Source text =>
•••
CARNEGIE SCHOOL OF ECONOMIC BEHAVIOR:
Set of ideas about the internal workings of firms developed by Herbert Simon, his colleagues, and those who were at one time or another at Carnegie-Mellon University) who were influenced by his ideas. A major concern of many of these writers is is organization theory and the analysis of a variety of intra-organizational problems. (Cohen, Cyert, March etc.)

COMPOSITE QUASI-RENT
(A.Marshall, 1890/1936, pp.453-4 and 626) = A quasi rent is the excess above the return necessary to maintain a resource's current service flow, which can be the means to recover sunk costs. Composite quasi- rent is that portion of the quasi- rent of resources that depends on continued association with some other specific, currently associated resources. Thus composite quasi rent is the amount those other currently associated resources could attempt to expropriate by refusing to pay or serve, that is by 'holdup'. (JEL March 1988, p.67)

CONTINGENCY THEORY
(of organizational structure and behavior) regards the design of an effective organization as necessarily having to be adapted to cope with the 'contingencies' which derive from the circumstances of environment, technology, scale, resources and other factors." (Child/Ranson et al.)

Cross-leveling of Knowledge
"Organizational knowledge creation is a never-ending process that upgrades itself continuously."... Any "new concept which has been created, justified, and modeled, moves on to a new cycle of knowledge creation at a different ontological level. This interaction and spiral process... takes place both intra-organizationally and interorganizationally." (Nonaka & Takeuchi, The Knowledge-Creating Company, p.88)

Decision Support Systems (DSS)
"A computer based system that helps the decision maker utilize data and models to solve unstructured problems." (Sprague & Carlson, 1982; quoted after Grimshaw, p.97)

DISEMBODIED TECHNOLOGICAL CHANGE:
"alters the production function without requiring gross investment to carry it into place" (Thomas, 1975)

Economies of Flexibility:
The advantages accruing to a producer with many plants of different sizes in allocating increases or decreases in operations to that plant whose size is such as to handle the total output change of the producer most efficiently. (Nemmers)

ECONOMIES OF MASSED RESOURCES (E.A.G.Robinson)
•••
Given information =>
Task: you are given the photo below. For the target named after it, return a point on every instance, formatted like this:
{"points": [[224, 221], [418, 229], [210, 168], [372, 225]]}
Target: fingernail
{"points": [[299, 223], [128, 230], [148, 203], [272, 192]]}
•••
Your goal =>
Print the economics glossary word for word. Begin at the words "Cross-leveling of Knowledge" and stop after "after Grimshaw, p.97)".

Expected output =>
Cross-leveling of Knowledge
"Organizational knowledge creation is a never-ending process that upgrades itself continuously."... Any "new concept which has been created, justified, and modeled, moves on to a new cycle of knowledge creation at a different ontological level. This interaction and spiral process... takes place both intra-organizationally and interorganizationally." (Nonaka & Takeuchi, The Knowledge-Creating Company, p.88)

Decision Support Systems (DSS)
"A computer based system that helps the decision maker utilize data and models to solve unstructured problems." (Sprague & Carlson, 1982; quoted after Grimshaw, p.97)